Set task 1 >> According to the court opinion, to which company did the complaint allege the stolen vehicles were sold for scrap?
Set task 2 >> Rewrite the part of the court opinion that begins at the words "On appeal from" and stops after "a scrap-metal processor.", switching every "complaint" to "charging document".
Set task 3 >> For each statement, say yes or no on whether it agrees with the court opinion, and quote the deciding words: (a) The jury trial took place in April 2012. (b) The state's original charge against the appellant listed eight counts. (c) Kirk served as Presiding Judge.

# Start of Text

Court of Appeals of Minnesota

September 3, 2013

State of Minnesota, Respondent,
v.
Brandon Carl Heinl, Appellant.

UNPUBLISHED OPINION

Ramsey County District Court File No. 62-CR-11-6477

Lori Swanson, Attorney General, St. Paul, Minnesota; and John J. Choi, Ramsey County Attorney, Peter R. Marker, Assistant County Attorney, St. Paul, Minnesota (for respondent)

David W. Merchant, Chief Appellate Public Defender, Julie Loftus Nelson, Special Assistant Public Defender, St. Paul, Minnesota (for appellant)

Considered and decided by Chutich, Presiding Judge; Kalitowski, Judge; and Kirk, Judge.

KIRK, Judge

On appeal from his conviction of multiple counts of theft of a motor vehicle, appellant argues that (1) the evidence was insufficient to sustain his convictions, and (2) the district court abused its discretion by sentencing appellant despite a date discrepancy in the pre-sentence investigation report (PSI). We affirm.

FACTS

On August 17, 2011, respondent State of Minnesota charged appellant Brandon Carl Heinl with six counts of theft of a motor vehicle. The state later amended the complaint to add two additional counts of theft of a motor vehicle. Of the eight counts, the complaint alleged five counts in violation of Minn. Stat. § 609.52, subd. 2(17) (2010), and three counts in violation of Minn. Stat. § 609.52, subd. 2(1) (2010). The complaint alleged that between March 15 and May 6, 2011, appellant stole five vehicles and sold them for scrap to Metro Metals, a scrap-metal processor.

The district court held a jury trial in April 2012. Following the trial, the jury found appellant guilty of six counts of theft of a motor vehicle relating to the thefts of three of the vehicles: a 2001 Chevrolet Lumina, a 1992 Chrysler LeBaron, and a 1991 Chevrolet Astro. The jury found appellant not guilty of two counts of theft of a motor vehicle regarding two other vehicles.

# End of Text
# Start of Dataset content

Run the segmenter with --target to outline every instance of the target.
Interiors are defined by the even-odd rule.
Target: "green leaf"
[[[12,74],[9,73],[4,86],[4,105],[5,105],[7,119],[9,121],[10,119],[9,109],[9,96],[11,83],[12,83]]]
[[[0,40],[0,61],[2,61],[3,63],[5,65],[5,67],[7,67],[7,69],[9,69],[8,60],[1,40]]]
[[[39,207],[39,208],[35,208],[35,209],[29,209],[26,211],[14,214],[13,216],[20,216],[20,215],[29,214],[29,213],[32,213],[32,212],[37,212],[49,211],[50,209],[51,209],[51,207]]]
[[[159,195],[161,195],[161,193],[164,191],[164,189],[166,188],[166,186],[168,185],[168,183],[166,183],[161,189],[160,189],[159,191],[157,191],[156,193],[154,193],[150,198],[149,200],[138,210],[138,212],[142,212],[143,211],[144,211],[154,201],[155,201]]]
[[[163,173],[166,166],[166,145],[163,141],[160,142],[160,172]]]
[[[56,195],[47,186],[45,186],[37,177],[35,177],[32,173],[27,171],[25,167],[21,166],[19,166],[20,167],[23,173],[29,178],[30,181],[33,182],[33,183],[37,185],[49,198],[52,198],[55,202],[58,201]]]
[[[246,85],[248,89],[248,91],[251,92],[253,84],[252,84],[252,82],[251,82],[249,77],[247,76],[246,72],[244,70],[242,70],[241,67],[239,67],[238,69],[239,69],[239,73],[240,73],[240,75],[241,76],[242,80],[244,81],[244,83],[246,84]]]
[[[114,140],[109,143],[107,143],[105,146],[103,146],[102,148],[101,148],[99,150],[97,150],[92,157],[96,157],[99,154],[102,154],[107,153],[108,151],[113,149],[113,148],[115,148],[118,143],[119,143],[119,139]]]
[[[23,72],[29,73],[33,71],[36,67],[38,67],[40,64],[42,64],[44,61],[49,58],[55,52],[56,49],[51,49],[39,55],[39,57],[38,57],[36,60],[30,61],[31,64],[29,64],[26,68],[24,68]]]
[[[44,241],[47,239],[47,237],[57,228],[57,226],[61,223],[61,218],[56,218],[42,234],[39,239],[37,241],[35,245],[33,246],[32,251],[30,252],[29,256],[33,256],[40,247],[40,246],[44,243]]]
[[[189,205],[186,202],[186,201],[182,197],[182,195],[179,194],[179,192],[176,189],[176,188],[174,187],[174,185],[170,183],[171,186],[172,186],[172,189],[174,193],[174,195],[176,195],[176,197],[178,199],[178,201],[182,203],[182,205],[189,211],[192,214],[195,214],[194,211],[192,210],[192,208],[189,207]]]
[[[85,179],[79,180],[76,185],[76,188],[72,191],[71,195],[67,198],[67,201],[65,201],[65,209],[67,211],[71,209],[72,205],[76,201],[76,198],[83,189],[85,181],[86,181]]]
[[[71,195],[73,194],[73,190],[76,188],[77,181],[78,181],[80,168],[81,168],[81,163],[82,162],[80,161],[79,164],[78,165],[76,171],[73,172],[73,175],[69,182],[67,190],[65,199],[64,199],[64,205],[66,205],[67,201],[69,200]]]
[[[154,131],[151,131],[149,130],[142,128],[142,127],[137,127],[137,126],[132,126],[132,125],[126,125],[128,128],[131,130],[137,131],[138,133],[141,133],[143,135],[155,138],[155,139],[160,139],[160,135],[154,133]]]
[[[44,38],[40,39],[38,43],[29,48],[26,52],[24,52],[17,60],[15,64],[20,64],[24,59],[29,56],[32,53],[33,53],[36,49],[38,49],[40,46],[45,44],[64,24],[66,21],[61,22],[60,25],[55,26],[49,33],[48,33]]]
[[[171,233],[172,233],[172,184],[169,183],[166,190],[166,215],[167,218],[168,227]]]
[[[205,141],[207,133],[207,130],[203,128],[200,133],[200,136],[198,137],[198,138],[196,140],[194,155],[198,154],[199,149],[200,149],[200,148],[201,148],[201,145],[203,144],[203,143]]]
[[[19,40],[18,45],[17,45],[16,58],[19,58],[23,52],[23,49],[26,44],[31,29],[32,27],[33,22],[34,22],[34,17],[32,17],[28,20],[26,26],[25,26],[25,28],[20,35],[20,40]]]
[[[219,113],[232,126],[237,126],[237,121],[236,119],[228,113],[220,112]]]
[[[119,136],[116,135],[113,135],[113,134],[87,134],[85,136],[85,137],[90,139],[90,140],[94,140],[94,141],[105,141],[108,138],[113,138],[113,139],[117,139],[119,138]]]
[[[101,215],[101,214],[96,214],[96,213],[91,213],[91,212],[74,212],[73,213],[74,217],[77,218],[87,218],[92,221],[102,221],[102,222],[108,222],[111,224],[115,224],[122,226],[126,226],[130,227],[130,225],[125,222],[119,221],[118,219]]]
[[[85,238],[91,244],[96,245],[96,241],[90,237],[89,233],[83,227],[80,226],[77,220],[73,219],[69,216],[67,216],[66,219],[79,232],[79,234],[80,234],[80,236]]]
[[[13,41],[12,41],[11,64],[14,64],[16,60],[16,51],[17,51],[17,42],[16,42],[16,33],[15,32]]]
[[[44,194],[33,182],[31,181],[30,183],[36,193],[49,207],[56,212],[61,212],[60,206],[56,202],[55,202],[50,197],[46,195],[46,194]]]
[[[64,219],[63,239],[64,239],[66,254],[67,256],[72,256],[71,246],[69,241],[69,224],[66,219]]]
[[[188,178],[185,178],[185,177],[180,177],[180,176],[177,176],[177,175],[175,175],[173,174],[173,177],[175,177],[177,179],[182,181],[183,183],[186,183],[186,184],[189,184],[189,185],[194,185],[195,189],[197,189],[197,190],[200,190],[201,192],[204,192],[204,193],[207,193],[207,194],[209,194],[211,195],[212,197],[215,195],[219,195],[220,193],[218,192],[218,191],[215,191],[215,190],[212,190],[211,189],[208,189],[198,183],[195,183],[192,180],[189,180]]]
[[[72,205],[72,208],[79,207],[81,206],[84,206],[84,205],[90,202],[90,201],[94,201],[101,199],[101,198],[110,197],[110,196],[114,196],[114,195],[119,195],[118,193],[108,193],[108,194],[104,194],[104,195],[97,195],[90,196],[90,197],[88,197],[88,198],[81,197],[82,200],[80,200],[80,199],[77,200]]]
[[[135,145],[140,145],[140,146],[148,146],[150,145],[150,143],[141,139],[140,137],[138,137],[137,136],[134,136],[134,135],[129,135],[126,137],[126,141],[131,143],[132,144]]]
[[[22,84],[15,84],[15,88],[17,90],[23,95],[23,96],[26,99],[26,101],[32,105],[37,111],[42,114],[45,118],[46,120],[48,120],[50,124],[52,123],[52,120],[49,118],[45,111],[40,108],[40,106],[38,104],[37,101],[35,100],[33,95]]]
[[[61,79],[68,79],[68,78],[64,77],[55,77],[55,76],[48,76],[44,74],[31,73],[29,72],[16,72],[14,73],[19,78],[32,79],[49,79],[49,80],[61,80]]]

# End of Dataset content
# Start of Dataset content

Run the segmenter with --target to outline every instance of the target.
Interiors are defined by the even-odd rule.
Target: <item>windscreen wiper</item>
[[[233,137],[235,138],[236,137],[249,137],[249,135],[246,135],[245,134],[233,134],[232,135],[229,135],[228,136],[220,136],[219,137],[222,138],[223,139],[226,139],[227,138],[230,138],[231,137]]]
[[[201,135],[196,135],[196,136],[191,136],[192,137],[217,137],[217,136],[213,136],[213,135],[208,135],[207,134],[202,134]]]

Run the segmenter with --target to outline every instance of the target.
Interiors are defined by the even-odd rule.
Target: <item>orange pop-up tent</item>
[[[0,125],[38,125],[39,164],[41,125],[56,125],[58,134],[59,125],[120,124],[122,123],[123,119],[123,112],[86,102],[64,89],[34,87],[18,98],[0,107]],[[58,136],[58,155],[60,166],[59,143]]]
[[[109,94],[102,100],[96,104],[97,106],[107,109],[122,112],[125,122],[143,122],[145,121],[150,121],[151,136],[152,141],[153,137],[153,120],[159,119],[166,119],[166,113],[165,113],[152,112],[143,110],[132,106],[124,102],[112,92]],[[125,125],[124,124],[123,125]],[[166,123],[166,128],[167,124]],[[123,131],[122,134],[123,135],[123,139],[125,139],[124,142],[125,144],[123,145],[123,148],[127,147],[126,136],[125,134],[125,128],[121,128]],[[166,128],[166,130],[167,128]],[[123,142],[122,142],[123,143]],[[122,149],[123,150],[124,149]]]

# End of Dataset content
# Start of Dataset content

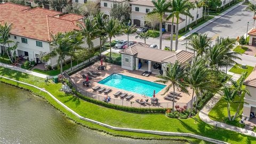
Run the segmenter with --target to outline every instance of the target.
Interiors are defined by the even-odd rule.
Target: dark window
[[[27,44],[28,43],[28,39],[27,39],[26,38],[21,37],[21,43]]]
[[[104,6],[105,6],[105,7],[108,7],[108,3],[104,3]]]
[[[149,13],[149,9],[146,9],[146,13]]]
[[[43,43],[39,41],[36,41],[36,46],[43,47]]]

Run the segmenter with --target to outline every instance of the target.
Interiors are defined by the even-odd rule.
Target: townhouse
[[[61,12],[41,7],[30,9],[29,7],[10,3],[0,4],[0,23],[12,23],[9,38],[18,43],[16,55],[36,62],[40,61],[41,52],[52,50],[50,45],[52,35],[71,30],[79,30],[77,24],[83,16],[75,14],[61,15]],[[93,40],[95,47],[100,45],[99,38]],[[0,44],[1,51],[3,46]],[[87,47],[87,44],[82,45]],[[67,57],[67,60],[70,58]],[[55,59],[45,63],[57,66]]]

# End of Dataset content

Problem solution 1 >> Metro Metals, a scrap-metal processor.

Problem solution 2 >>
On appeal from his conviction of multiple counts of theft of a motor vehicle, appellant argues that (1) the evidence was insufficient to sustain his convictions, and (2) the district court abused its discretion by sentencing appellant despite a date discrepancy in the pre-sentence investigation report (PSI). We affirm.

FACTS

On August 17, 2011, respondent State of Minnesota charged appellant Brandon Carl Heinl with six counts of theft of a motor vehicle. The state later amended the charging document to add two additional counts of theft of a motor vehicle. Of the eight counts, the charging document alleged five counts in violation of Minn. Stat. § 609.52, subd. 2(17) (2010), and three counts in violation of Minn. Stat. § 609.52, subd. 2(1) (2010). The charging document alleged that between March 15 and May 6, 2011, appellant stole five vehicles and sold them for scrap to Metro Metals, a scrap-metal processor.

Problem solution 3 >>
(a) Yes: "The district court held a jury trial in April 2012."
(b) No: "charged appellant Brandon Carl Heinl with six counts of theft of a motor vehicle"
(c) No: "Chutich, Presiding Judge"